WHAT YOU SHOULD DO: In the data, find each line where the word "spider" appears and list that line.

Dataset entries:
__________

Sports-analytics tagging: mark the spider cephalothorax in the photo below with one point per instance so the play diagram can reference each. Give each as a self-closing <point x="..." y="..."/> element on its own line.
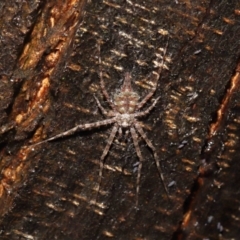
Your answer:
<point x="124" y="113"/>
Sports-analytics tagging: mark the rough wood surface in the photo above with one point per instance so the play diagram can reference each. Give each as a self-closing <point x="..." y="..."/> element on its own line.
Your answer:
<point x="49" y="75"/>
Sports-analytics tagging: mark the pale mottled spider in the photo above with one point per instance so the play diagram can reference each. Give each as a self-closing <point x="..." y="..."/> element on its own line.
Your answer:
<point x="124" y="113"/>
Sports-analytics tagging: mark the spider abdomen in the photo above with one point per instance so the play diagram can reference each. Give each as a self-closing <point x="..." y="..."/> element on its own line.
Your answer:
<point x="126" y="102"/>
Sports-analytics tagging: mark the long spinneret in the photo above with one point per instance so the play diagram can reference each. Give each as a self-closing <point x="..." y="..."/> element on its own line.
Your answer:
<point x="125" y="109"/>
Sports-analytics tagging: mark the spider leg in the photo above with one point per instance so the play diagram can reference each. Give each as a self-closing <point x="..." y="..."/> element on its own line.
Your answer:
<point x="139" y="154"/>
<point x="104" y="91"/>
<point x="144" y="136"/>
<point x="157" y="76"/>
<point x="82" y="127"/>
<point x="145" y="112"/>
<point x="104" y="154"/>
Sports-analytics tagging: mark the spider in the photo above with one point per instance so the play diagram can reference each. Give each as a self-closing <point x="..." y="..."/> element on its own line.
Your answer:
<point x="124" y="114"/>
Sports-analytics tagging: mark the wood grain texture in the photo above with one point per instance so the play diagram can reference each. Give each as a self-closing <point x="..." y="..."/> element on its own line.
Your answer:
<point x="49" y="75"/>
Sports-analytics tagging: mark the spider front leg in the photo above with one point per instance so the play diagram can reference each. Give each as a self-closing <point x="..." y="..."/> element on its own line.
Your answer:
<point x="150" y="145"/>
<point x="139" y="154"/>
<point x="104" y="154"/>
<point x="82" y="127"/>
<point x="156" y="78"/>
<point x="104" y="91"/>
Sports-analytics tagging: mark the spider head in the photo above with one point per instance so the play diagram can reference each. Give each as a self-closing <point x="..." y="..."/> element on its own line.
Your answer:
<point x="125" y="120"/>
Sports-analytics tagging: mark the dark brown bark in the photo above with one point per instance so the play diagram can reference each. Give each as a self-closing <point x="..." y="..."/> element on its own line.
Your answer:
<point x="49" y="74"/>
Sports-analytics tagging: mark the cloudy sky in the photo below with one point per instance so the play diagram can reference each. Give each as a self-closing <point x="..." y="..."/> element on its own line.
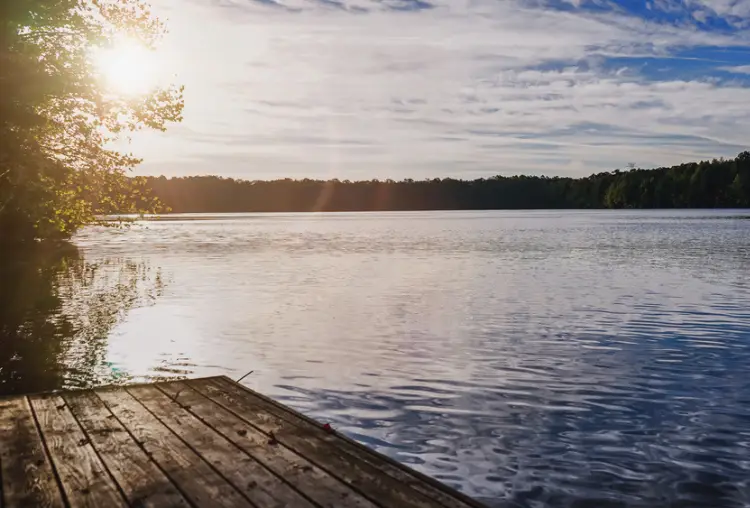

__________

ANSWER FOR THE TASK:
Sports-analytics tagging: mark the spider cephalothorax in the photo below with one point per instance so the play diagram can reference each. Give each as a self-closing <point x="..." y="..."/> element on its own line.
Sports-analytics tagging: mark the pale mottled spider in the photo above with one point per instance so the play diagram can reference each. Give each as a self-closing <point x="..." y="..."/> element on its own line.
Sports-analytics tagging: mark the spider abdomen in the photo above with one point per instance so the play diagram can reference each. Give each as a self-closing <point x="..." y="..."/> element on its own line.
Sports-analytics tagging: mark the spider leg in the photo above with one point per instance so the play diagram can reference each. Give each as a self-closing <point x="..." y="..."/> element on its own line.
Sports-analytics tagging: mark the spider in the photo above with one point per instance so the play diagram can reference each. Give each as a self-closing <point x="..." y="..."/> element on its own line.
Sports-analytics tagging: mark the spider front leg in the photo above with one point per instance so the play diagram can reference each. Give each as a self-closing <point x="..." y="..."/> element on its own line.
Sports-analytics tagging: mark the spider head in the photo above with one point per instance so the play diagram can reference each. Give each as a self-closing <point x="..." y="..."/> element on its own line.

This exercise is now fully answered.